Exercise set:
**1.** Print the passage of the Green Good Design Awards article below that lies between "Twenty-five building and" and "only US $2,500.", inclusive.
**2.** Write the next part of the article below on the 2015 Green Good Design Awards, picking up after its final sentence.

** Page excerpt follows **

Consumer product design, architecture and urban planning projects ranging from a new campus plan in Egypt to a farming kindergarten in Vietnam have topped this year’s list as “The Green 100”.

This year’s winners of the 2015 Green Good Design Awards were chosen for their role in proving that “design can be a force for positive social change”. While Australia did not make the cut this year, Wishbone Design Studio from Wellington, New Zealand, a company that seeks to create designs that reduce consumption and deliver positive environmental outcomes, was one of 65 product designs chosen.

Twenty-five building and urban planning projects also join the top 100 list, and include the MDU, a mobile dental unit designed by San Francisco architect David Montalba that is literally a dental office on wheels, and the Blooming Bamboo House by Vietnamese studio H&P Architects – the first floating house that can withstand floods up to three metres.

Bloombing Bamboo House by H&P Architects. Located in Hanoi, the house is assembled with bolting, binding, hanging and placing, and features multifunctional spaces that can be used for educational purpose, or as a medical and community centre. Users can build the house by themselves in 25 days, and the house can be mass produced in modules, with each home costing only US $2,500.

Image: HPA

Other practices to make the list include Morphosis Architects, CHANG Architects and gmp Architekten'.

** End of Page excerpt **
** Stored data follows **

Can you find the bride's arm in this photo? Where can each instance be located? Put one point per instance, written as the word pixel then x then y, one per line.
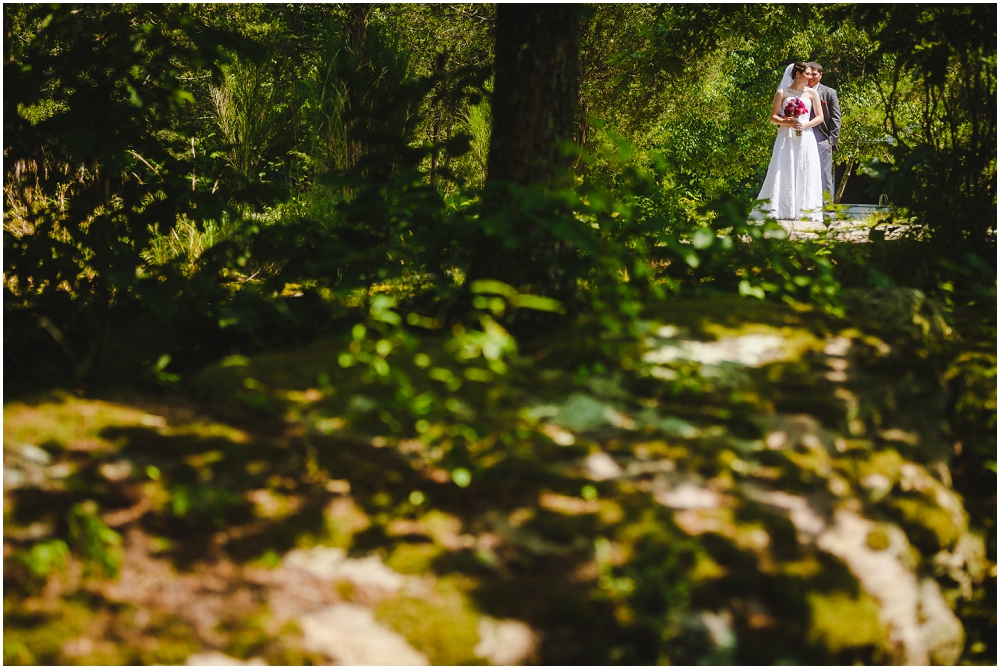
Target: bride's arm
pixel 818 106
pixel 776 116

** End of Stored data **

Set of answers:
**1.**
Twenty-five building and urban planning projects also join the top 100 list, and include the MDU, a mobile dental unit designed by San Francisco architect David Montalba that is literally a dental office on wheels, and the Blooming Bamboo House by Vietnamese studio H&P Architects – the first floating house that can withstand floods up to three metres.

Bloombing Bamboo House by H&P Architects. Located in Hanoi, the house is assembled with bolting, binding, hanging and placing, and features multifunctional spaces that can be used for educational purpose, or as a medical and community centre. Users can build the house by themselves in 25 days, and the house can be mass produced in modules, with each home costing only US $2,500.

**2.**
"The products and buildings selected this year respect environmental limits while fulfilling social wants and needs and have become an unparalleled platform for innovation on strategy, design, manufacturing and brand, offering massive opportunities to compete and to adapt to a rapidly evolving world,” said Christian Narkiewicz-Laine, Museum President of The Chicago Athenaeum.

Berlin-based organisation Little Sun was also awarded a Green Good Design. Founded by Icelandic artist Olafur Eliasson and engineer Frederik Ottesen, the Little Sun is a solar-powered lamp that features the world's most efficient solar cell produced by SunPower. Featuring two light levels, the lamp is easy to use: five hours of charging in the sun produces 10 hours of soft light or four hours of bright light. 

Organised by The Chicago Athenaeum: Museum of Architecture and Design and The European Centre for Architecture Art Design and Urban Studies, the Green Good Design Awards is a special edition of the Good Design awards program. The Green 100 will be featured in an exhibition at The European Centre’s Museum, Contemporary Space Athens in Greece from June 26 to August 10.